**Data**
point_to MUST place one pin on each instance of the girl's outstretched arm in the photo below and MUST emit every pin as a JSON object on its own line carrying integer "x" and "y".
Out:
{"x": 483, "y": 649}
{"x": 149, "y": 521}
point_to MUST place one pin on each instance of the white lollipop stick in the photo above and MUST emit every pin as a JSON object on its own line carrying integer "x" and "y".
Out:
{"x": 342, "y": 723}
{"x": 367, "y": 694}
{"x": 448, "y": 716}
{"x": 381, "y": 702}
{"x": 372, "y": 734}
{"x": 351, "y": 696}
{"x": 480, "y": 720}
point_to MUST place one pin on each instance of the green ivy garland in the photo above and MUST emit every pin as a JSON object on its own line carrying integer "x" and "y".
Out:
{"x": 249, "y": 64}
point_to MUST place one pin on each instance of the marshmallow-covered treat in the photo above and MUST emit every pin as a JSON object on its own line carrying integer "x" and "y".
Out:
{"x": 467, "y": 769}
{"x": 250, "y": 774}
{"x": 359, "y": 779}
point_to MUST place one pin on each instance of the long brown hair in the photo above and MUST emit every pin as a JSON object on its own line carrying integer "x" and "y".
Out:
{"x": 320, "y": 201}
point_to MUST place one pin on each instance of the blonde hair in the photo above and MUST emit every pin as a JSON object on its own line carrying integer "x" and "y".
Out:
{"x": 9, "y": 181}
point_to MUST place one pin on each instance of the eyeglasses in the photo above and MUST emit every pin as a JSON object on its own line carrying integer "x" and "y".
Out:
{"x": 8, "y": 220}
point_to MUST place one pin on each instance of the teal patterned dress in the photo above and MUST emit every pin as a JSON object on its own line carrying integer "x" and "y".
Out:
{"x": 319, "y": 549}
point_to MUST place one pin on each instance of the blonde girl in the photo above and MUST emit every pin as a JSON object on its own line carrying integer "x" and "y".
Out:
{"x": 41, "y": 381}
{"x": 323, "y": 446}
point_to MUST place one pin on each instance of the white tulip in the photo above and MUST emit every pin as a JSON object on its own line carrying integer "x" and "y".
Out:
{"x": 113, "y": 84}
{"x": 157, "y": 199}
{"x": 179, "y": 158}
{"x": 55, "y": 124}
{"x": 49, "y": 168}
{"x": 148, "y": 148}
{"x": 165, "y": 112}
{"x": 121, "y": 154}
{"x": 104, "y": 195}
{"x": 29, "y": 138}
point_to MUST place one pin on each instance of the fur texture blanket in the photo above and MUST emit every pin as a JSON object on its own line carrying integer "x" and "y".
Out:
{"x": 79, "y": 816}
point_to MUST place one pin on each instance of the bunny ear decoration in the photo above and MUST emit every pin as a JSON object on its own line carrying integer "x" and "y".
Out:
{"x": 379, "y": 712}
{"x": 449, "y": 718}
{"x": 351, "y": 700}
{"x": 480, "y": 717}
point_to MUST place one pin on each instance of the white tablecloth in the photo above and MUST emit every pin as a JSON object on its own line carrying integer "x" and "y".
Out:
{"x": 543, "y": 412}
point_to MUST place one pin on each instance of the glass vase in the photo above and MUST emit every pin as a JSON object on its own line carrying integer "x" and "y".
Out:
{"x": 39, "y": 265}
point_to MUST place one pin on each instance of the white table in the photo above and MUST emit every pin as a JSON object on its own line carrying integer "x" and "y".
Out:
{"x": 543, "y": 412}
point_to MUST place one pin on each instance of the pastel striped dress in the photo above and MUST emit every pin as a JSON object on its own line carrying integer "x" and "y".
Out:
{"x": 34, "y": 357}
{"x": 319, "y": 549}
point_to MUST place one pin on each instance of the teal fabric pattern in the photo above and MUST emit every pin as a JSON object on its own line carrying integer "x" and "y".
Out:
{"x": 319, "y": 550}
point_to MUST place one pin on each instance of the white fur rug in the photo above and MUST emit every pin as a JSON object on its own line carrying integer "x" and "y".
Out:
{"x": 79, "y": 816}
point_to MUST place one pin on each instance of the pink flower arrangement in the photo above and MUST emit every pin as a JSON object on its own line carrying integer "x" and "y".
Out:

**Work instruction**
Search the records for the word "white" and copy every line where it occurs.

**Task solution**
point_to MUST place one pin on each instance of the white lollipop stick in the photo above and MUST emit every pin as a JSON object on its own line carrying integer "x" and "y".
point_to MUST place one pin on each instance of the white tulip in the photo above and MUST emit every pin as a JSON object on its own line carrying integer "x" and "y".
point_to MUST place one pin on each instance of the white tablecloth in the photo above and MUST emit every pin as a JSON object on its own line carrying integer "x" and "y".
point_to MUST place one pin on each instance of the white table in the photo above and MUST emit every pin as a JSON object on its own line carrying integer "x" and "y".
point_to MUST place one pin on each instance of the white fur rug in the photo above and MUST emit every pin as a JSON object on its own line carrying integer "x" and "y".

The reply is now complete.